**Problem description:**
Please quote the data word for word, starting at the beginning and ending at the line that contains "positive clicks: (878, 401)", with both ends included. Leave the pictures out of your answer.

§

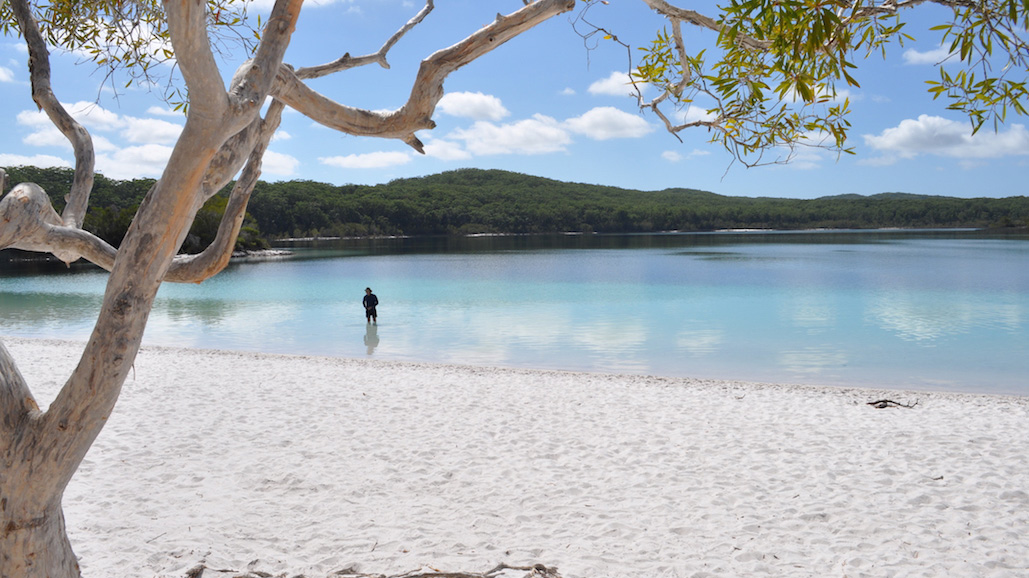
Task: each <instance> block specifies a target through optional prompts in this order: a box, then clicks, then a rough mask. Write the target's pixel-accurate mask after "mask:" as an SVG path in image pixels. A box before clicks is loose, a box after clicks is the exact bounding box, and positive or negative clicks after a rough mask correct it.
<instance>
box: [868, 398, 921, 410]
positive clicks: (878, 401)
mask: <svg viewBox="0 0 1029 578" xmlns="http://www.w3.org/2000/svg"><path fill="white" fill-rule="evenodd" d="M868 405H871V406H873V407H875V408H876V409H885V408H887V407H907V408H908V409H911V408H912V407H915V406H916V405H918V400H915V403H912V404H911V405H907V404H903V403H897V402H896V401H893V400H892V399H879V400H876V401H870V402H868Z"/></svg>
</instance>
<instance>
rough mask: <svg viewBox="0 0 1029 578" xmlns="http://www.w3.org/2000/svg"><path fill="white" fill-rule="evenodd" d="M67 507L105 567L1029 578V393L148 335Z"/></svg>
mask: <svg viewBox="0 0 1029 578" xmlns="http://www.w3.org/2000/svg"><path fill="white" fill-rule="evenodd" d="M4 342H5V344H6V346H7V348H8V349H9V350H10V351H11V353H12V354H13V355H14V358H15V360H17V362H19V366H20V368H21V369H22V371H23V373H24V374H25V375H26V377H27V378H28V380H29V383H30V385H31V386H32V388H33V391H34V392H35V393H36V395H37V397H38V398H39V402H40V404H41V405H44V406H45V405H46V404H47V403H48V402H49V400H50V399H51V398H52V396H54V395H55V394H56V392H57V389H58V388H59V387H60V385H61V384H62V383H63V381H64V378H65V377H66V376H67V374H68V372H69V371H70V369H71V368H72V367H73V366H74V364H75V363H76V362H77V357H78V353H79V352H80V351H81V350H80V348H81V346H80V345H79V344H73V342H63V341H52V340H31V339H20V338H8V339H5V341H4ZM882 398H889V399H892V400H895V401H898V402H901V403H908V404H912V403H915V402H917V405H915V406H914V408H903V407H891V408H885V409H879V408H876V407H873V406H870V405H868V404H867V402H870V401H873V400H877V399H882ZM65 512H66V516H67V522H68V532H69V535H70V536H71V540H72V543H73V546H74V548H75V550H76V552H77V553H78V555H79V556H80V565H81V567H82V570H83V574H84V575H85V576H86V577H94V578H97V577H120V578H126V577H137V576H138V577H154V576H170V577H171V576H175V577H181V576H183V575H184V574H185V572H186V571H187V570H188V569H190V568H192V567H194V566H197V565H198V564H205V565H207V566H208V567H209V568H212V569H232V570H238V571H245V570H257V571H261V572H268V573H271V574H273V575H278V574H285V575H288V576H295V575H297V574H303V575H305V576H307V577H308V578H313V577H321V576H327V575H329V574H330V573H332V572H335V571H339V570H341V569H344V568H347V567H355V568H356V569H357V570H359V571H361V572H367V573H383V574H398V573H402V572H406V571H413V570H419V569H430V568H431V569H438V570H441V571H451V572H456V571H474V572H484V571H486V570H489V569H490V568H493V567H494V566H495V565H497V564H498V563H507V564H511V565H523V564H532V563H541V564H544V565H546V566H551V567H557V568H558V570H559V571H560V573H561V575H562V576H563V577H565V578H578V577H582V578H586V577H590V578H605V577H647V578H664V577H694V576H812V577H844V576H846V577H852V578H853V577H860V576H875V577H883V576H906V577H907V576H934V577H935V576H962V577H971V576H998V577H1000V576H1003V577H1007V576H1012V577H1014V576H1029V538H1027V536H1029V398H1025V397H1005V396H993V395H972V394H953V393H926V392H898V391H874V390H856V389H840V388H832V387H823V388H814V387H796V386H788V385H761V384H744V383H728V382H712V381H690V380H680V378H659V377H643V376H630V375H606V374H591V373H575V372H558V371H532V370H511V369H492V368H477V367H465V366H456V365H432V364H407V363H394V362H384V361H367V360H349V359H333V358H316V357H291V356H272V355H254V354H246V353H227V352H213V351H196V350H177V349H165V348H153V347H147V348H144V350H143V351H142V352H141V353H140V355H139V358H138V360H137V362H136V365H135V371H134V372H133V374H132V375H131V376H130V378H129V381H128V382H127V384H126V386H125V389H123V391H122V394H121V399H120V400H119V402H118V405H117V407H116V409H115V412H114V414H113V416H112V417H111V419H110V423H109V425H108V426H107V428H106V429H105V430H104V432H103V433H102V434H101V436H100V438H99V439H98V440H97V442H96V444H95V445H94V447H93V449H92V450H91V453H90V455H88V456H87V457H86V461H85V462H84V463H83V464H82V466H81V468H80V469H79V472H78V473H77V475H76V476H75V478H74V479H73V480H72V483H71V485H70V486H69V487H68V491H67V493H66V495H65ZM212 574H213V573H212Z"/></svg>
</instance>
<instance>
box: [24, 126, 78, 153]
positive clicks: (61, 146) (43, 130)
mask: <svg viewBox="0 0 1029 578" xmlns="http://www.w3.org/2000/svg"><path fill="white" fill-rule="evenodd" d="M22 142H23V143H25V144H27V145H29V146H60V147H65V148H68V149H71V143H69V142H68V138H67V137H65V136H64V134H63V133H62V132H61V131H59V130H58V128H57V127H54V125H49V127H42V128H41V129H39V130H37V131H35V132H33V133H29V134H28V135H27V136H26V137H25V138H24V139H22Z"/></svg>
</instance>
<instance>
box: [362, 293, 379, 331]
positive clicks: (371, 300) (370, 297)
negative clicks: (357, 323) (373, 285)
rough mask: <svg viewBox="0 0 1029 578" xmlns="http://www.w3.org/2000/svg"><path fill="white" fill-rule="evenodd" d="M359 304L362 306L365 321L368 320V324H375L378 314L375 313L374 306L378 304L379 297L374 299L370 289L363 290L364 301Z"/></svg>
mask: <svg viewBox="0 0 1029 578" xmlns="http://www.w3.org/2000/svg"><path fill="white" fill-rule="evenodd" d="M361 302H362V303H363V304H364V317H365V319H367V320H368V323H377V322H378V319H379V314H378V313H377V312H376V305H378V304H379V297H376V294H375V293H372V292H371V288H370V287H367V288H365V289H364V299H363V300H362V301H361Z"/></svg>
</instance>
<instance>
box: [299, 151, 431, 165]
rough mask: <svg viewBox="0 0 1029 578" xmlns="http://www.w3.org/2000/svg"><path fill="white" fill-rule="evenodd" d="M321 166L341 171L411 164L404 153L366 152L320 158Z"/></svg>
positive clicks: (386, 152) (409, 156)
mask: <svg viewBox="0 0 1029 578" xmlns="http://www.w3.org/2000/svg"><path fill="white" fill-rule="evenodd" d="M318 160H319V161H320V162H321V164H322V165H328V166H329V167H339V168H341V169H385V168H388V167H398V166H400V165H406V164H407V162H411V154H409V153H406V152H387V151H380V152H367V153H364V154H348V155H346V156H320V157H318Z"/></svg>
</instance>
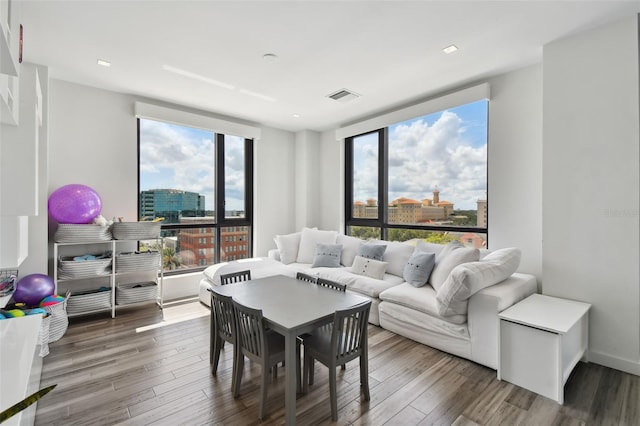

§

**Answer for this exercise:**
Task: each <instance> block specifies a target through optional prompts in this order: a box, then clicks, then a rough mask. Write the target's pixel-accurate mask after "mask:" as an SVG path in image pixels. A box before clicks is loose, a box after clicks is the exact bounding box, and positive or negative clicks after a rough mask correct it.
<instance>
box: [868, 398, 921, 410]
positive clicks: (878, 401)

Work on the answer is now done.